# [Problem]
Render the records below as a numbered list, leaving out any blank lines.

Rows from a pointing dataset

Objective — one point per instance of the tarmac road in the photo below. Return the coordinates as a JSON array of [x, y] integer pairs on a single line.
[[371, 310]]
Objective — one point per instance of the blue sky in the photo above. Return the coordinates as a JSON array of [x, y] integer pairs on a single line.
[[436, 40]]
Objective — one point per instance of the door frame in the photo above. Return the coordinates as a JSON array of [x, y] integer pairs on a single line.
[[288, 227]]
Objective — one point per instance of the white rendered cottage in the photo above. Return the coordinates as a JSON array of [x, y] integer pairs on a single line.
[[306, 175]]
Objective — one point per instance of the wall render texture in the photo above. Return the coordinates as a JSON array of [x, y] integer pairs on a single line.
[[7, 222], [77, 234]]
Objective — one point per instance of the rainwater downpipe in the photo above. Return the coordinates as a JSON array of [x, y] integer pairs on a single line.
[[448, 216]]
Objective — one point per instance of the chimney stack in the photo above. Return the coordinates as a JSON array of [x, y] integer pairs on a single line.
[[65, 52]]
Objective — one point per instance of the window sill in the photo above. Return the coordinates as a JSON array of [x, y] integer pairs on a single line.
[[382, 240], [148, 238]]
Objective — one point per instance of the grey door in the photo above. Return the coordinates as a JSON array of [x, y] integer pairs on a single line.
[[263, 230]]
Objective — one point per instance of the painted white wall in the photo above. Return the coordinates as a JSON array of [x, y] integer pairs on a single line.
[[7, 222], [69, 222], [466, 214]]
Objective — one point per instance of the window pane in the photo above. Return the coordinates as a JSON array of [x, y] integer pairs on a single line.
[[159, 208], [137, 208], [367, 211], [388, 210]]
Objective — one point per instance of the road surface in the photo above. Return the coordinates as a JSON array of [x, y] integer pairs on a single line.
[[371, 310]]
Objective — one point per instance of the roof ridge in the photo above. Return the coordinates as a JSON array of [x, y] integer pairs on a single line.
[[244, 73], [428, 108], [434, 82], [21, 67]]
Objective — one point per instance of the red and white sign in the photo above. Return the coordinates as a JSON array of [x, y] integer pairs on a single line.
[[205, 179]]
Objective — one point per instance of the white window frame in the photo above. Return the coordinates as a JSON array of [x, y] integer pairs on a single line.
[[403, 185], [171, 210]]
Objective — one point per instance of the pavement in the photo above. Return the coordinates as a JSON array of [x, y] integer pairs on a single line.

# [Worked answer]
1. Objective — one point per instance of the tarmac road in the photo below. Return the coordinates as a JSON array of [x, y] integer pairs on a single line.
2. [[371, 310]]
3. Objective — one point per instance of the blue sky in the photo above. Return the coordinates as a JSON array of [x, y] integer pairs on a single line.
4. [[436, 40]]
5. Objective — one point per instance of the door frame in the photo above. Return the coordinates as a JSON array of [x, y] integer pairs on a single line.
6. [[288, 227]]
7. Objective — one point per instance of the white rendered cottage in the photo above. Return the coordinates as a JSON array of [x, y] integer pairs on a single line.
8. [[306, 175]]
9. Objective — one point per instance of the wall render texture in the photo above. Return the coordinates as a JSON array of [x, y] integer pairs on a single line.
10. [[7, 222], [77, 234]]
11. Objective — one point per instance of the rainwater downpipe in the photo above. Return the coordinates as a JSON array of [x, y] integer pairs on a single line.
12. [[448, 216]]
13. Objective — one point per instance of the chimney stack in the photo above. Return the coordinates as a JSON array of [x, y] integer pairs on a single line.
14. [[65, 52]]
15. Objective — one point per instance of the window sill in the photo above. Return the coordinates as a JSON array of [x, y] integer pairs on a single line.
16. [[382, 240], [148, 238]]
17. Objective — one point per instance of the grey door in the photo above. Return the coordinates as a JSON array of [x, y] integer pairs on a single line.
18. [[263, 230]]
19. Objective — one point per instance of the painted white wall in the photo above. Return the coordinates as a JSON array of [x, y] integer pairs on a single line.
20. [[7, 222], [69, 222], [466, 214]]
21. Objective — one point per instance of the window pane in the photo above. Return the coordinates as a JSON array of [x, y] integer pairs on a single line.
22. [[159, 208], [137, 208], [367, 211], [388, 210]]
23. Objective — one point per instance of the road surface in the photo above. Return the coordinates as a JSON array of [x, y] integer pairs on a single line.
24. [[371, 310]]
25. Objective — one point per instance of the roof ridge in the photo above. Return the coordinates as a JSON array of [x, y] integer pairs on a single line.
26. [[244, 73], [428, 108], [434, 82], [21, 67]]
27. Objective — one point per instance of the red and white sign in the photo above. Return the coordinates as a JSON array of [x, y] integer pairs on a single line.
28. [[205, 179]]
29. Objective — one point per instance of the white window frame in the photo above. Return the coordinates as a JSON array of [x, y] integer pairs on a single line.
30. [[403, 185], [171, 210]]
31. Objective — one point per instance of the pavement in the photo above. Return the coordinates as a JSON array of [x, y] integer pairs on a single line.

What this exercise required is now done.